╔══
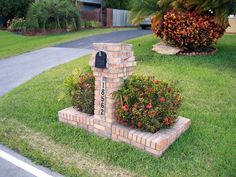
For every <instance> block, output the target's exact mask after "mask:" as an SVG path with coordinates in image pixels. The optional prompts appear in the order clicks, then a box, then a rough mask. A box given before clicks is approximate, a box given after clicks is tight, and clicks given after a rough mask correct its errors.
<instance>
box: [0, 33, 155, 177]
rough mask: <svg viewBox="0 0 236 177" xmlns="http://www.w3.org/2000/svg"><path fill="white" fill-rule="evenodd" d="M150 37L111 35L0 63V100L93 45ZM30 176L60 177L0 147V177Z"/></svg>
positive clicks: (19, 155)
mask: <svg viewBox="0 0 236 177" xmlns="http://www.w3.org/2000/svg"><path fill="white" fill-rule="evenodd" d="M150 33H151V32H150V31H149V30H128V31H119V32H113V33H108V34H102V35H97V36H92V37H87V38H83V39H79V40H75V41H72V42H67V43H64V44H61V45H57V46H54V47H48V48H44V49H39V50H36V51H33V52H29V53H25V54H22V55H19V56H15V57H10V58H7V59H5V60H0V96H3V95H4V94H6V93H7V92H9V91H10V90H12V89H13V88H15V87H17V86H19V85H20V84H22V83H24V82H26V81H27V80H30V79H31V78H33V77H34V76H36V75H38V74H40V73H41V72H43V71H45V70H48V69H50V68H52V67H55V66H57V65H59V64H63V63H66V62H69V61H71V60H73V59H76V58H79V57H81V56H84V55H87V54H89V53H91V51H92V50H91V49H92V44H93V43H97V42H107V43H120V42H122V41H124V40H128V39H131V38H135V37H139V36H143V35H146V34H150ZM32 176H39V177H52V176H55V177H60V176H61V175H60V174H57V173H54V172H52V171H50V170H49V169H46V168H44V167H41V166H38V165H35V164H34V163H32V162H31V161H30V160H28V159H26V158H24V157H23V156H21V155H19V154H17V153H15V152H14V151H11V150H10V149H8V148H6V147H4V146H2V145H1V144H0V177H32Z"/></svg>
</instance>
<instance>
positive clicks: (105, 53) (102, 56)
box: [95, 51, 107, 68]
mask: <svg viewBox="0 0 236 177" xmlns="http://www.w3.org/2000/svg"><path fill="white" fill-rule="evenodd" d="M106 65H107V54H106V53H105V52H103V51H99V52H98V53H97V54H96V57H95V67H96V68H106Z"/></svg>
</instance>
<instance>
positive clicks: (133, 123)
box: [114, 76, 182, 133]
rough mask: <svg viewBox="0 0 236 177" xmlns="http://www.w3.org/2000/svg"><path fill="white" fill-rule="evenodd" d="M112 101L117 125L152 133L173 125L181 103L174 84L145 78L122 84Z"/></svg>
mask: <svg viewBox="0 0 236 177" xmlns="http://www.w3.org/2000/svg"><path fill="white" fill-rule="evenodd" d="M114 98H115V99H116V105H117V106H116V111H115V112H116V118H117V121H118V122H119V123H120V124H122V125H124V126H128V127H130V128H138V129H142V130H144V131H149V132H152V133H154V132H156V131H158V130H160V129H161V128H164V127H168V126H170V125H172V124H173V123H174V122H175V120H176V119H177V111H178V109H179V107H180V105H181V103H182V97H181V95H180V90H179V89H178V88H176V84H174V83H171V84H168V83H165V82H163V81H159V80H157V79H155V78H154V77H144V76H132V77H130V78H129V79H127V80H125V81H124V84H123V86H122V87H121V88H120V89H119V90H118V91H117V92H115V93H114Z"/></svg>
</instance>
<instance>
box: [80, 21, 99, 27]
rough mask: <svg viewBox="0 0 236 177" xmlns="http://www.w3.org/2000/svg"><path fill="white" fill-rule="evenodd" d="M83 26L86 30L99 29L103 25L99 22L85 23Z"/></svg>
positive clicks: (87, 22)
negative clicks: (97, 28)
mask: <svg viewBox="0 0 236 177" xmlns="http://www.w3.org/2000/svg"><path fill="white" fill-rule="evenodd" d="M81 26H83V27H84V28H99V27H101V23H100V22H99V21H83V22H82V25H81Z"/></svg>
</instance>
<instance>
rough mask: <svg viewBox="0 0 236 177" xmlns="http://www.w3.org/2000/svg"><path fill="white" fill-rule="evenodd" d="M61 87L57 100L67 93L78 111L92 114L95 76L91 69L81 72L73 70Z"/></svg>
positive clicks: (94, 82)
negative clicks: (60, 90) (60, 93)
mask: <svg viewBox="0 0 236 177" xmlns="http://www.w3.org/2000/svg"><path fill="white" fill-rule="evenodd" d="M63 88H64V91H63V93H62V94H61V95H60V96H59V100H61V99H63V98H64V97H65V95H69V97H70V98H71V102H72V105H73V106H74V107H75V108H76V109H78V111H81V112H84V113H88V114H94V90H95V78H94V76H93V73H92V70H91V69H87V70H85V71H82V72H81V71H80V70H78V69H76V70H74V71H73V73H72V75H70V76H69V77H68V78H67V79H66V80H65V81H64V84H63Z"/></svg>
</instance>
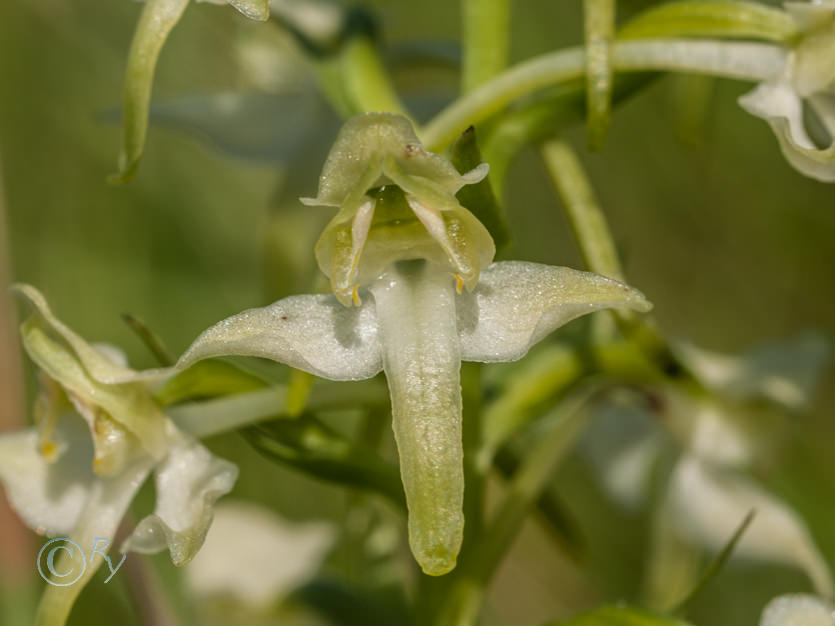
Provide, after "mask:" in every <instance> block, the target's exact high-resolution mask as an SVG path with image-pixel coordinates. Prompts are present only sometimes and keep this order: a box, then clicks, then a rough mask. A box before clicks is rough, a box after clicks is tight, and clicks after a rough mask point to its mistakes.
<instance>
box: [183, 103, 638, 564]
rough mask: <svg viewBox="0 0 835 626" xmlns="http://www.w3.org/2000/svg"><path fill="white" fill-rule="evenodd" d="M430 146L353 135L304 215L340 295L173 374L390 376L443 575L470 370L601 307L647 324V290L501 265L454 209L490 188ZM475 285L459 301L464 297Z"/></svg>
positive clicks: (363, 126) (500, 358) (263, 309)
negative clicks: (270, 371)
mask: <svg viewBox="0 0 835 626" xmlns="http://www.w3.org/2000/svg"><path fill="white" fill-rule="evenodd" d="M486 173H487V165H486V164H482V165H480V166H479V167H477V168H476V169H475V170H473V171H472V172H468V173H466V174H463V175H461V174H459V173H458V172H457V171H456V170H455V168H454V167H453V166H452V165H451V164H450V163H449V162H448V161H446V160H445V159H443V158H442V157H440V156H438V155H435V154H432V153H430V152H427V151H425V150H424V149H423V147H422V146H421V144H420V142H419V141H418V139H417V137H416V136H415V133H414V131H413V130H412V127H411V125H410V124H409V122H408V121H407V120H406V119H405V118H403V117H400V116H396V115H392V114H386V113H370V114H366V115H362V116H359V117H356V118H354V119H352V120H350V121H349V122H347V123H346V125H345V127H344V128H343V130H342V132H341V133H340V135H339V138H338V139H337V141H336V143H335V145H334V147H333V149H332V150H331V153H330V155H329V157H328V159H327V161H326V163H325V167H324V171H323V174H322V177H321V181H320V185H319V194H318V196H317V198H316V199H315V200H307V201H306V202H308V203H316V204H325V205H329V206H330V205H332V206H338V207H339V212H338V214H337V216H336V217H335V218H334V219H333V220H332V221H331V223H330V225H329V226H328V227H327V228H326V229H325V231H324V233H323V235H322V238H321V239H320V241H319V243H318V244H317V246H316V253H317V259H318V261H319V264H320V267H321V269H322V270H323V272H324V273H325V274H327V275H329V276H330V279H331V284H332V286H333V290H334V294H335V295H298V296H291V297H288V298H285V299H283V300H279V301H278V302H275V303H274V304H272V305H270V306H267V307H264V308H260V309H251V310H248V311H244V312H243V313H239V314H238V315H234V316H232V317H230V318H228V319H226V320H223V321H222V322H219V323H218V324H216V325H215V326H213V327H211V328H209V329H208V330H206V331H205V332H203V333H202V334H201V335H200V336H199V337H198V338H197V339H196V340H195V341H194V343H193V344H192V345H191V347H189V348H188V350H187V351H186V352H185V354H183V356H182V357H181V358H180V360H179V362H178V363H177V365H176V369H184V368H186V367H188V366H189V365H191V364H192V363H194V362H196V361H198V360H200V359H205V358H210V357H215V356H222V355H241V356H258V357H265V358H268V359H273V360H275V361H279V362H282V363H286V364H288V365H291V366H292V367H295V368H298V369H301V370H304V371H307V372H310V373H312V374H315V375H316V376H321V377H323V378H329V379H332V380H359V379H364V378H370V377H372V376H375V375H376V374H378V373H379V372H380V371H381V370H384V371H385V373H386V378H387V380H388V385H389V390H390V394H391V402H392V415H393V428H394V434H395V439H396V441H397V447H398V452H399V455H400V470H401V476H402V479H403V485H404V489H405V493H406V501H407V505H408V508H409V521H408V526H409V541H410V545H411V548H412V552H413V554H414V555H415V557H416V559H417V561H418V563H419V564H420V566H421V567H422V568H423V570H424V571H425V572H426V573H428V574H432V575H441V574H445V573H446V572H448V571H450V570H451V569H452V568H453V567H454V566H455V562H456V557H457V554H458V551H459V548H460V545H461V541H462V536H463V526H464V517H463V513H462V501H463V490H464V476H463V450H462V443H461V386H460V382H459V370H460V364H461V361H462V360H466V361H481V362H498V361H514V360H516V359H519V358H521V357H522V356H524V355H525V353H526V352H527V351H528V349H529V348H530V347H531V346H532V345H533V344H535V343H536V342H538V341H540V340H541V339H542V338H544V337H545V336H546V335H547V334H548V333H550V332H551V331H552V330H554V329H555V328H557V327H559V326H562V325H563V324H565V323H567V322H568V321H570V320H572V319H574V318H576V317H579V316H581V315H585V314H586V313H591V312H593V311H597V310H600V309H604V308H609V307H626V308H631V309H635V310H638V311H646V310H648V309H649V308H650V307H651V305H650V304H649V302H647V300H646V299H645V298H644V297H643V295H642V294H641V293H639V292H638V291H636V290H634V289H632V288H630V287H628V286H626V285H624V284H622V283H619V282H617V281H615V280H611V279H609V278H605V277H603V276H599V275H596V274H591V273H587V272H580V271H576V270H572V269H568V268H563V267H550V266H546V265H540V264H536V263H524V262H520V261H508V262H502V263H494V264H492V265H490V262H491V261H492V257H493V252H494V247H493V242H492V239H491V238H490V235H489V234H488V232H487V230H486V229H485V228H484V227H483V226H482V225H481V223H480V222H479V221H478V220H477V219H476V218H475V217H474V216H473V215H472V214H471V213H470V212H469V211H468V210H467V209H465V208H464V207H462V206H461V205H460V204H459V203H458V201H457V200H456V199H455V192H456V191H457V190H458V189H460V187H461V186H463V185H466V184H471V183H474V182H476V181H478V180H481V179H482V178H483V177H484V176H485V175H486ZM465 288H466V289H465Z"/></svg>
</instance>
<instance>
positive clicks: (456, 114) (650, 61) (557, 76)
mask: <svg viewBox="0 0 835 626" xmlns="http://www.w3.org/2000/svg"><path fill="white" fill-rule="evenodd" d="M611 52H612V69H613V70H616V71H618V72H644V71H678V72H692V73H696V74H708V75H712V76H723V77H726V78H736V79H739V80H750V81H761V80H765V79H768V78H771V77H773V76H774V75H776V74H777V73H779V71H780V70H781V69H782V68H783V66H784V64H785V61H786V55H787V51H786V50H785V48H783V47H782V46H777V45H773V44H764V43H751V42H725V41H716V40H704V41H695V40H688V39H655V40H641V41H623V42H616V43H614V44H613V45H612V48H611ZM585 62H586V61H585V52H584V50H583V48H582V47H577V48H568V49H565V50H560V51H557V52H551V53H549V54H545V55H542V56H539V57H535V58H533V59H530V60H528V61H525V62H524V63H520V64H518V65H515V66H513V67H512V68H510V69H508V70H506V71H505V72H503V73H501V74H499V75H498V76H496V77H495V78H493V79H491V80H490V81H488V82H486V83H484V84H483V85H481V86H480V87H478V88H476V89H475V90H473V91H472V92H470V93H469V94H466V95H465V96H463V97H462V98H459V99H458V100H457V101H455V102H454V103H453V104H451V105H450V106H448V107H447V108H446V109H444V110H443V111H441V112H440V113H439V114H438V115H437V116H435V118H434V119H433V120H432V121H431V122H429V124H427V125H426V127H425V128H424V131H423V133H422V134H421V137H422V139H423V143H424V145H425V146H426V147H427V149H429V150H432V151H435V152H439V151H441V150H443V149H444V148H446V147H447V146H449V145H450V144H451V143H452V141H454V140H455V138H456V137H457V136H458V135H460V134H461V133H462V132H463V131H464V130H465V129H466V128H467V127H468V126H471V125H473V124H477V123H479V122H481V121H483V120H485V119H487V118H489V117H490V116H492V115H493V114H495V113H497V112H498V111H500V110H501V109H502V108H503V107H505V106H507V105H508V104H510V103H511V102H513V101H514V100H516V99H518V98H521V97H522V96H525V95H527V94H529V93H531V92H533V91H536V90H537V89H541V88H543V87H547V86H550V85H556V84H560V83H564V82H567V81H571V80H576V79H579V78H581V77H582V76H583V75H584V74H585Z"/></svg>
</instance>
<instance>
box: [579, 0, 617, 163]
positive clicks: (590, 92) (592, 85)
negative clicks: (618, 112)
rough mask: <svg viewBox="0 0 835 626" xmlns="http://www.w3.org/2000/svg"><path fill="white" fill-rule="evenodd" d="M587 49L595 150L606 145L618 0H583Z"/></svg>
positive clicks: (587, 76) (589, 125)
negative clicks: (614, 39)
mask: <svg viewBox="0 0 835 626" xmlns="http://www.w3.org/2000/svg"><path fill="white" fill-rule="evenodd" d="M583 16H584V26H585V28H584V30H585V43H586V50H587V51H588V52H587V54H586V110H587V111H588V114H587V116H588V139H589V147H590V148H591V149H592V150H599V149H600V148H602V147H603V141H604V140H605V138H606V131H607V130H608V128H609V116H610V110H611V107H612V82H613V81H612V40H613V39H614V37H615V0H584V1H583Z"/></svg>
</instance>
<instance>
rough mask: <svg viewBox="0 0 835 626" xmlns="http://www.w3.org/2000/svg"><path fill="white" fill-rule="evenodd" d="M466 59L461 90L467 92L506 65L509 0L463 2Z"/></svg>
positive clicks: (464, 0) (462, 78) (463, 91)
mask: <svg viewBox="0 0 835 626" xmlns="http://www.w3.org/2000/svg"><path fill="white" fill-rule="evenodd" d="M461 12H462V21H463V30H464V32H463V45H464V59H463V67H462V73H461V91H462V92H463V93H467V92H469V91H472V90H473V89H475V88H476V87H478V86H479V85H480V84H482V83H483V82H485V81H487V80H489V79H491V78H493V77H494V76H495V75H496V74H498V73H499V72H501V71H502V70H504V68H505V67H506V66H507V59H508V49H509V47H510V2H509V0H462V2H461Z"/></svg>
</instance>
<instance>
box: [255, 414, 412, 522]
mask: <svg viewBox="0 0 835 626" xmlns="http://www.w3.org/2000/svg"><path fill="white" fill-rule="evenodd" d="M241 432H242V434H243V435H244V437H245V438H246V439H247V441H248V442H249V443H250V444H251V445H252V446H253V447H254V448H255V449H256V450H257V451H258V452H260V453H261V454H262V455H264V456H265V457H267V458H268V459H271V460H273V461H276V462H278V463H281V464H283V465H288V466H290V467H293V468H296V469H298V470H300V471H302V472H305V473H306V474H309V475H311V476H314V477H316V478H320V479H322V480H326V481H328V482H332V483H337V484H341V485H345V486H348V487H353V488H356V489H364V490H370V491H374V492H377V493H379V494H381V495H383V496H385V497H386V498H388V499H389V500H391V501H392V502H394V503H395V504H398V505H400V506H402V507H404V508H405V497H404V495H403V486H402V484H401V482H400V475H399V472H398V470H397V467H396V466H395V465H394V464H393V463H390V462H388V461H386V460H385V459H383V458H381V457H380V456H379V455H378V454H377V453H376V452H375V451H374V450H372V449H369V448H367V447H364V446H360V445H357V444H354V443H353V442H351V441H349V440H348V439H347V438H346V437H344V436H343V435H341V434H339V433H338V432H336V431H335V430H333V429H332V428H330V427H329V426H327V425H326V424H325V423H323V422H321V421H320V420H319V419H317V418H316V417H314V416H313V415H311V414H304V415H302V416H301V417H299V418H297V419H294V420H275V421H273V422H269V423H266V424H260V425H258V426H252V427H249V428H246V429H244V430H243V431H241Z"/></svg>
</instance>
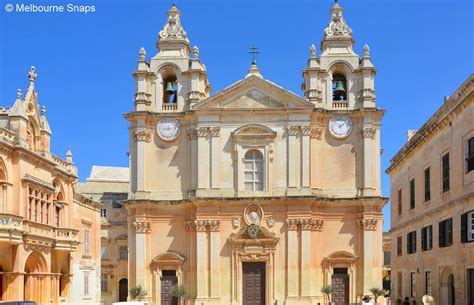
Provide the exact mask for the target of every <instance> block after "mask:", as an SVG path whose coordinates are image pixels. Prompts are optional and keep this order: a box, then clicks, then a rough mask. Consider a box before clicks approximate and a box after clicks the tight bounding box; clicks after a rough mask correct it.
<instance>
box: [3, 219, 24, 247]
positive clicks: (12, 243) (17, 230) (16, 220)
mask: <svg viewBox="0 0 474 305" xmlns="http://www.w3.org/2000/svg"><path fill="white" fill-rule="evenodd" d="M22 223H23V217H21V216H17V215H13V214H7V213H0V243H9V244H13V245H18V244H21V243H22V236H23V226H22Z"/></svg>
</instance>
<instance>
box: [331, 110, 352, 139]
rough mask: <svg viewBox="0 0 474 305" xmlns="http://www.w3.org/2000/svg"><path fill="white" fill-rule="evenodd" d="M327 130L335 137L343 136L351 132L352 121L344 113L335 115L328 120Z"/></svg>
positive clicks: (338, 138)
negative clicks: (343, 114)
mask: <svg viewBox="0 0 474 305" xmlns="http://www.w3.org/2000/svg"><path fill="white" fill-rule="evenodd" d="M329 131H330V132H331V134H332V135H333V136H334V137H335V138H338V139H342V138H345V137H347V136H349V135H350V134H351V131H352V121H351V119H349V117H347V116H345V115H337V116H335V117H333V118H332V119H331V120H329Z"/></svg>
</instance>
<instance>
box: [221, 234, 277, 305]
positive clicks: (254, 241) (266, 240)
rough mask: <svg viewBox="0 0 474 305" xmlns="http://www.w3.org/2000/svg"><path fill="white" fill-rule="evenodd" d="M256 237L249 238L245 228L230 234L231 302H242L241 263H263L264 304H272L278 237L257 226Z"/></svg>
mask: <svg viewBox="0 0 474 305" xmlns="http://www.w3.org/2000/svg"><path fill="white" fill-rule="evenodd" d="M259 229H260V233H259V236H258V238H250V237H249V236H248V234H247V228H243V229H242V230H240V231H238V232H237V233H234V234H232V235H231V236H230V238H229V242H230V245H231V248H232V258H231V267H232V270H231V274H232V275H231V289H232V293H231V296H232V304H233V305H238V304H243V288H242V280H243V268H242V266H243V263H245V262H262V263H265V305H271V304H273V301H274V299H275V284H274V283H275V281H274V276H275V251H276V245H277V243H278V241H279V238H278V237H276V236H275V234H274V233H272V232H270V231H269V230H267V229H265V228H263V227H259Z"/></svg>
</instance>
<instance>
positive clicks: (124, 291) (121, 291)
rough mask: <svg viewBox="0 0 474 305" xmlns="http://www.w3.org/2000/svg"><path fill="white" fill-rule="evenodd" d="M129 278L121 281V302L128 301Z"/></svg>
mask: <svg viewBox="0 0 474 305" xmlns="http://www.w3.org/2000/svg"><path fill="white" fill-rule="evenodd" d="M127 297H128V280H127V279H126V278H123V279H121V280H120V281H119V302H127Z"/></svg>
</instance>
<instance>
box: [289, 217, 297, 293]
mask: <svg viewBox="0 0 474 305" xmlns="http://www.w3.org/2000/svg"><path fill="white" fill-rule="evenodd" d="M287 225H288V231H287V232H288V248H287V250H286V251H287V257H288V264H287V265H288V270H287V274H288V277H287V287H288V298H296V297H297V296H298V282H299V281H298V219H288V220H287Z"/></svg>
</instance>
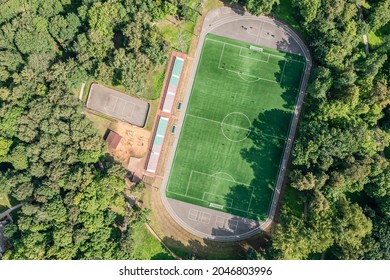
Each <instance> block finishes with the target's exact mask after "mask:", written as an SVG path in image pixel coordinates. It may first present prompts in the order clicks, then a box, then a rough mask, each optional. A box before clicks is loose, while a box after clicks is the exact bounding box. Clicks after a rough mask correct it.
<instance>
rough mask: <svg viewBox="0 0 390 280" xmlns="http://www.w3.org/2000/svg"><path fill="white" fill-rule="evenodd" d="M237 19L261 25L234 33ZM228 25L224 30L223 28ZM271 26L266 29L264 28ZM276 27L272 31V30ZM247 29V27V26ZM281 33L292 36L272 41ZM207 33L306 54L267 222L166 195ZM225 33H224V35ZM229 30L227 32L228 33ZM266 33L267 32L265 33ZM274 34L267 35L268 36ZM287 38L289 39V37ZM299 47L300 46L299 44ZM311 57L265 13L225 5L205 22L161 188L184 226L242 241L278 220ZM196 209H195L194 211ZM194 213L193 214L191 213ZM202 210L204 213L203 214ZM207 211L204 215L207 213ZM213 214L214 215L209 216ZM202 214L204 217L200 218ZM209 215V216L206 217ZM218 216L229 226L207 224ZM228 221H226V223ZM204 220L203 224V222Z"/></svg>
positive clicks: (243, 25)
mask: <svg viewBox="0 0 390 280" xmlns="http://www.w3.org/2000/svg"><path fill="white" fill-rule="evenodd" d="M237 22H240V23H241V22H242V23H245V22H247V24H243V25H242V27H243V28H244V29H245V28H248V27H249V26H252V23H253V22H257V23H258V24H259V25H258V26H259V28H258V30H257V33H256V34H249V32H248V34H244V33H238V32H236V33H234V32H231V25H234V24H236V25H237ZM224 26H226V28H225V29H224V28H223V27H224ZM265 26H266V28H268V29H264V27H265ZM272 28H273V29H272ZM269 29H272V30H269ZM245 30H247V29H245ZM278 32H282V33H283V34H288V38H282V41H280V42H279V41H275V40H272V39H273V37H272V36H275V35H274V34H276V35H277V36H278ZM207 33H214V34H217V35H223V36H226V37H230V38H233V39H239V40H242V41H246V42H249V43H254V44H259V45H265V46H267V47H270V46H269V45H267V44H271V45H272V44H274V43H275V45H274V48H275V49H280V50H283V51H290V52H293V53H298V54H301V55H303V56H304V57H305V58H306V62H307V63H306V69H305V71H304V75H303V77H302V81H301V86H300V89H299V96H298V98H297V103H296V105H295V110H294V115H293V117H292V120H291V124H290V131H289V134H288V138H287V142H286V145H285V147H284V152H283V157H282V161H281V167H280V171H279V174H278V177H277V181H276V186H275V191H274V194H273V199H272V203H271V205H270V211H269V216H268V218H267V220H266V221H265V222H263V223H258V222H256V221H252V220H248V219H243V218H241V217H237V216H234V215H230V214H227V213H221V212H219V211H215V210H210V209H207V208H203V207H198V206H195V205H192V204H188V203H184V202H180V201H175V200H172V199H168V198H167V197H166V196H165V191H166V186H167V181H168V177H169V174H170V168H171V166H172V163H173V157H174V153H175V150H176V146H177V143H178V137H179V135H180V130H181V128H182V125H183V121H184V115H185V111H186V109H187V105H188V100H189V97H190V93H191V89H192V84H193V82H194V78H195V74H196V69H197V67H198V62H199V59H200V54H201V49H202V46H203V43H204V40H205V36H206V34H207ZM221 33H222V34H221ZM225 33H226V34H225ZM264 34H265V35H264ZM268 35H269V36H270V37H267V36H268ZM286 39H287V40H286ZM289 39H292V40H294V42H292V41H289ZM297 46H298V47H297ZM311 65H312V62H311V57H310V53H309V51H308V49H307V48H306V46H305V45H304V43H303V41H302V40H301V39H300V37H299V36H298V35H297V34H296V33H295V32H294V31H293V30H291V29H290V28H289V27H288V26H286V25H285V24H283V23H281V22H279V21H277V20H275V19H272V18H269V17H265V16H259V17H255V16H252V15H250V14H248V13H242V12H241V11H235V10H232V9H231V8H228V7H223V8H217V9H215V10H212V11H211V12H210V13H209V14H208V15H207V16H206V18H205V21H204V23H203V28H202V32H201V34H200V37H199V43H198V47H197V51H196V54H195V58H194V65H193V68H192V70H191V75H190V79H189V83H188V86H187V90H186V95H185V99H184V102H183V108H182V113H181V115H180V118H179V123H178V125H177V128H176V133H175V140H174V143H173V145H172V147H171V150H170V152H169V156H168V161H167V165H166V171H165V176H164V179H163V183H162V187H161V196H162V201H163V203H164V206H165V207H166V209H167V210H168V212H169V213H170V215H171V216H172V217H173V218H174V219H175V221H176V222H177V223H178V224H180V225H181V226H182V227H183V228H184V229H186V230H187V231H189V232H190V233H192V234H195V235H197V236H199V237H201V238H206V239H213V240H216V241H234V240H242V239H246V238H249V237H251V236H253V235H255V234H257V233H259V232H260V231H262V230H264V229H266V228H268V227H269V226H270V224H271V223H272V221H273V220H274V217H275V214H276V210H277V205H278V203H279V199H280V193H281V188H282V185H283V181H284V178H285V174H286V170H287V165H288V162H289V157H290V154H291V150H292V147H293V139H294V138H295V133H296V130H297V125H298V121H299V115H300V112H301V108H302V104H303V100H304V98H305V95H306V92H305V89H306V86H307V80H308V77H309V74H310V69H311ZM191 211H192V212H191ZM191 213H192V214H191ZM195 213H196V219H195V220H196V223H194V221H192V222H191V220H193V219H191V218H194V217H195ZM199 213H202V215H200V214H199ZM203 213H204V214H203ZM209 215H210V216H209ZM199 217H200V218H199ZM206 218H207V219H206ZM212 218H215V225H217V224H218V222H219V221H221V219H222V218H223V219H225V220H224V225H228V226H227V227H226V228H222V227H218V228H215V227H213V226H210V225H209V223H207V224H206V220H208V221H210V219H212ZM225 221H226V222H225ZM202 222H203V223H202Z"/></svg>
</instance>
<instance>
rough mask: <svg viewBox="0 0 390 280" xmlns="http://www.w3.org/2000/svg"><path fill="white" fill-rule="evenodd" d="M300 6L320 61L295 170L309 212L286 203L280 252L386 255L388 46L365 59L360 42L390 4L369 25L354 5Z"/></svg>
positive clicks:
╚══
WHAT IS EXPECTED:
Lay out the lines of the entries as a numbered list, starting at the beginning of the entries and ending at the line that contains "box: [0, 33, 155, 177]", with both ends included. Omit blank lines and leave out the pictures.

EXPECTED ANSWER:
1. For every <instance> block, output the target's exact mask after "mask:" as an SVG path with coordinates in image pixels. The optional prompts appear in the order clicks, then a box, then a rough mask. A box given before clicks is approximate, a box given after clicks is tight, and clicks given after a rough mask correct its errors.
2. <instance>
3. box: [0, 33, 155, 177]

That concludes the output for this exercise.